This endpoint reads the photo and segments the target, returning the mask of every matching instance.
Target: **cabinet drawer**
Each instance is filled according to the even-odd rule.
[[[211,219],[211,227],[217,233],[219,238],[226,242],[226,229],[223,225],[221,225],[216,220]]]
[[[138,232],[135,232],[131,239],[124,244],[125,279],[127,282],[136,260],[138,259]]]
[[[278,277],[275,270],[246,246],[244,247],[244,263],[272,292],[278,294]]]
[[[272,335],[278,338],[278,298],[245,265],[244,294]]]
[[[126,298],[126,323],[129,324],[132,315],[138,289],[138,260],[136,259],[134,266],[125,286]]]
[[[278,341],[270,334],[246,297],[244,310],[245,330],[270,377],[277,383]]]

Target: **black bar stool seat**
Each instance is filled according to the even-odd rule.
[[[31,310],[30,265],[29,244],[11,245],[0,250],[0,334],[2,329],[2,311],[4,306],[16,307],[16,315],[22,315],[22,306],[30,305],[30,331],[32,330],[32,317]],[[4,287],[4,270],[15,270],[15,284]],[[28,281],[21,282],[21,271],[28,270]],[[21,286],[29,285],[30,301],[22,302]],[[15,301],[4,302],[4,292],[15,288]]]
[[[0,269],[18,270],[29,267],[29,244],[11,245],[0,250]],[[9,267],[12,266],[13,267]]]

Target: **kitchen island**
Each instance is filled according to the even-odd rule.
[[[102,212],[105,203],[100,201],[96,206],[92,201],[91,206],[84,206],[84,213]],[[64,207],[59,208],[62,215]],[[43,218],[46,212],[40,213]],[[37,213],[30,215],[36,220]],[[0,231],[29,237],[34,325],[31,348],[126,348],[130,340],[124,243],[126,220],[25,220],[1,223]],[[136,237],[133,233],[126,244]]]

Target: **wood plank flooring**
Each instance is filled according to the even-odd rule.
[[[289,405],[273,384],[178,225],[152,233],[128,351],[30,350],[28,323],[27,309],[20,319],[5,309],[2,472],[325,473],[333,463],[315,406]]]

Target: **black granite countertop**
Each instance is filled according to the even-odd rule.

Prompt =
Rewrite all of the items with "even-odd rule" replaced by "nonzero winding rule" wherever it occurs, and keep every other part of the text the same.

Complete output =
This endpoint reads the photo and segments the target, returning the mask of every matching instance.
Target: **cabinet drawer**
Each instance is filled according to the nonzero winding rule.
[[[211,219],[211,227],[217,233],[219,238],[226,242],[226,229],[223,225],[221,225],[216,220]]]
[[[138,232],[135,232],[131,239],[124,244],[125,279],[127,282],[136,260],[138,259]]]
[[[278,277],[275,270],[246,246],[244,247],[244,263],[272,292],[278,294]]]
[[[272,335],[278,338],[278,298],[245,265],[244,294]]]
[[[126,298],[126,323],[129,324],[132,315],[138,289],[138,260],[136,259],[134,266],[125,286]]]
[[[278,341],[270,334],[246,297],[244,310],[245,330],[270,377],[277,383]]]

Target: **black bar stool seat**
Each instance is filled according to the nonzero winding rule.
[[[31,310],[30,265],[29,244],[11,245],[0,250],[0,334],[2,329],[2,311],[4,306],[16,307],[16,315],[22,315],[22,306],[30,305],[30,331],[32,330],[32,317]],[[4,287],[4,270],[15,270],[15,284]],[[28,281],[21,282],[21,271],[28,270]],[[21,286],[29,285],[30,301],[22,302]],[[15,301],[4,302],[4,292],[15,288]]]
[[[0,269],[18,270],[29,267],[29,244],[11,245],[0,250]],[[9,267],[12,266],[13,267]]]

Target: **kitchen island**
Each instance is filled according to the nonzero winding rule.
[[[102,212],[105,203],[100,201],[96,206],[92,201],[91,206],[84,206],[84,213]],[[64,207],[59,208],[62,215]],[[43,218],[46,212],[40,213]],[[37,213],[30,215],[36,220]],[[0,231],[29,237],[34,325],[31,348],[126,348],[130,340],[124,243],[126,220],[25,220],[1,223]],[[136,237],[133,233],[126,244]]]

Target: **wood plank flooring**
Each instance is filled according to the nonzero winding rule.
[[[289,405],[273,384],[178,225],[152,233],[128,351],[30,350],[28,323],[27,309],[20,319],[5,309],[2,472],[325,473],[333,463],[315,406]]]

Target: **black granite countertop**
Each instance is filled according to the nonzero winding rule.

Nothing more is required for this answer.